───── 本文 ─────

へ? イヤな臭い? ヒラタやオオヒラタは死体を食べるスカベンジャーだから臭いのかもしれないけれど、こいつは毛虫とかを捕まえて食べるハンターだから臭わないんじゃあねえの? しかし、百戦錬磨の昆虫博士が言うことに、間違いがあるだろうか?

僕は急に不安になって、おそるおそるヨツボシヒラタシデムシを鼻に近づけてみた。
そうしてゆっくりと鼻から息を吸ってみる……ううっ、く、臭い!
それはカメムシのような鼻をつんざく強烈な悪臭ではない。むしろ吸い始めは普通の空気を吸っているのと同じ無臭である。ところが吸気が終末に近づくに連れ、まるで歯槽膿漏のような、なんともいえないイヤな臭いとしか表現しようのない悪臭が、僕の鼻腔の奥から脳みそへと拡散していった。

くっさー! と僕は叫んでヨツボシヒラタシデムシを振り落とした。

───── 提供データ ─────

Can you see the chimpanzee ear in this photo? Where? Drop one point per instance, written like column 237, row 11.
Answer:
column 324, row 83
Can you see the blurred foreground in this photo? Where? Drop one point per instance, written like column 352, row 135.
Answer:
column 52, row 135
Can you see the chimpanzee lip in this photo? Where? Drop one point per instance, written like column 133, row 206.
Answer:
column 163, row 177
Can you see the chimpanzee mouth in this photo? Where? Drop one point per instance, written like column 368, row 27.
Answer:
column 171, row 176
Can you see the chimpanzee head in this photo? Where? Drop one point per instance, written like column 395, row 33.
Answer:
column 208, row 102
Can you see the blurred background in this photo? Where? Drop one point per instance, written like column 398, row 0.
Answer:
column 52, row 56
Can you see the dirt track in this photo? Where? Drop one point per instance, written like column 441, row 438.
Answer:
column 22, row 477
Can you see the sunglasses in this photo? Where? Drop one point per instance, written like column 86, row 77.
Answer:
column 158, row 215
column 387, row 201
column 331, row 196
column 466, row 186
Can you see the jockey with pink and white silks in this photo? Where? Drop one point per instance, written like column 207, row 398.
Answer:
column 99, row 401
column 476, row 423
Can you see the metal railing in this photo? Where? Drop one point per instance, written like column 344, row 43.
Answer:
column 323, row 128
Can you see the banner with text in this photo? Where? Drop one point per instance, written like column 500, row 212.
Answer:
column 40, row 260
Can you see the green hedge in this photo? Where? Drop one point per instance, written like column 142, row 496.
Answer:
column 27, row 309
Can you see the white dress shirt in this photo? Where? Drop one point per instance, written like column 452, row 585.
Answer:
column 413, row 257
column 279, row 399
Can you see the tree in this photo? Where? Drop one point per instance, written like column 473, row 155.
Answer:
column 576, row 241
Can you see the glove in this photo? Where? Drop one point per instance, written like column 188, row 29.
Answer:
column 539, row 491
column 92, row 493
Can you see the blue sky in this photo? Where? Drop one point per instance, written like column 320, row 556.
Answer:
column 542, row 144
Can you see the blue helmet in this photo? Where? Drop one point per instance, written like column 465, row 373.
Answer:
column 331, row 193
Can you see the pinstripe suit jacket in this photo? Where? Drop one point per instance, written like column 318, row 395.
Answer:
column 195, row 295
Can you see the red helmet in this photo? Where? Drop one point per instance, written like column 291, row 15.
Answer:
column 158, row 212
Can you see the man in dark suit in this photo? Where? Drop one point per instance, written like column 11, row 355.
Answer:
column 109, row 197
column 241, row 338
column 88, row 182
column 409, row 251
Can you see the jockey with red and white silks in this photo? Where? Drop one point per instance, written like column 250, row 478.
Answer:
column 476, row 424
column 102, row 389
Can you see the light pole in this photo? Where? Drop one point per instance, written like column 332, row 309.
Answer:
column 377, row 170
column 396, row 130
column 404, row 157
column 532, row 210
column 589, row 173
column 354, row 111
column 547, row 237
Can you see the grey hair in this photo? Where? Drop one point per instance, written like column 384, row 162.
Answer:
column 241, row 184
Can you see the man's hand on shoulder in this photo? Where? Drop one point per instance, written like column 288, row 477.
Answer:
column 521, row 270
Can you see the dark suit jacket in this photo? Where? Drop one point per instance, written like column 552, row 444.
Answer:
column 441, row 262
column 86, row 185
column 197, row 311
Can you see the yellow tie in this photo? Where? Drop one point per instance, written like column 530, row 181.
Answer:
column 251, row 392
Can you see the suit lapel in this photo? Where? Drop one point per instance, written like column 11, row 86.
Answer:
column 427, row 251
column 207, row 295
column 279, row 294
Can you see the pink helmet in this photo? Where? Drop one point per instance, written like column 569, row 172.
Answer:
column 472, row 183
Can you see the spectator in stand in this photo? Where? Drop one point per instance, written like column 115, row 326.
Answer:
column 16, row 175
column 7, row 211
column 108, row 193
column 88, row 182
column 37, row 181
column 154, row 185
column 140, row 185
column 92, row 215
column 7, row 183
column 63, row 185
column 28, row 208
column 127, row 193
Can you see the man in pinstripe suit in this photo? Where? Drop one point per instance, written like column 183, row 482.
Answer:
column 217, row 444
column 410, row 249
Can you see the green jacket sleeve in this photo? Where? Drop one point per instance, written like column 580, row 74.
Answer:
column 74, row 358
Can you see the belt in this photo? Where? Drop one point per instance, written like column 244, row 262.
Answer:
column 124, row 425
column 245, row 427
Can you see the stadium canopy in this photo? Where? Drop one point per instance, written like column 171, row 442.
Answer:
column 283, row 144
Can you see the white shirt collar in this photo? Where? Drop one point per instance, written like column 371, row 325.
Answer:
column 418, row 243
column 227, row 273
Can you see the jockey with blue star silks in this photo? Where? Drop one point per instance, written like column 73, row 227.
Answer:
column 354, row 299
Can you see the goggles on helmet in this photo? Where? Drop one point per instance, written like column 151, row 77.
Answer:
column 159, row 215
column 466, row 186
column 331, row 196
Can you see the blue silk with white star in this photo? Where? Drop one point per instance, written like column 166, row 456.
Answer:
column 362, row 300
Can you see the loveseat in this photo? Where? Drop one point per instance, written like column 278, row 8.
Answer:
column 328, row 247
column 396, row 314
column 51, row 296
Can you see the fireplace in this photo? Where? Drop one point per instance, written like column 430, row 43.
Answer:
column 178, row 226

─────

> 課題の要件:
**A)** 次の(i)〜(iii)が本文の内容と合っているかを判定し、それぞれ「はい」か「いいえ」で答えたうえで、決め手となる本文の語句をそのまま引用すること。
(i) ヨツボシヒラタシデムシの臭いは、カメムシのような鼻をつんざく強烈な悪臭ではない。
(ii) 僕は息を吸い始めた瞬間から強い臭いを感じた。
(iii) 僕は臭いを嗅いだあと、ヨツボシヒラタシデムシを振り落とした。
**B)** 本文のうち、「そうしてゆっくりと鼻から息を吸ってみる……ううっ、く、臭い!」で始まり「くっさー! と僕は叫んでヨツボシヒラタシデムシを振り落とした。」で終わる部分を、一字一句変えずに書き写すこと。

> 解答:
**A)**
(i) はい。「それはカメムシのような鼻をつんざく強烈な悪臭ではない。」
(ii) いいえ。「むしろ吸い始めは普通の空気を吸っているのと同じ無臭である。」
(iii) はい。「くっさー! と僕は叫んでヨツボシヒラタシデムシを振り落とした。」

**B)**
そうしてゆっくりと鼻から息を吸ってみる……ううっ、く、臭い!
それはカメムシのような鼻をつんざく強烈な悪臭ではない。むしろ吸い始めは普通の空気を吸っているのと同じ無臭である。ところが吸気が終末に近づくに連れ、まるで歯槽膿漏のような、なんともいえないイヤな臭いとしか表現しようのない悪臭が、僕の鼻腔の奥から脳みそへと拡散していった。

くっさー! と僕は叫んでヨツボシヒラタシデムシを振り落とした。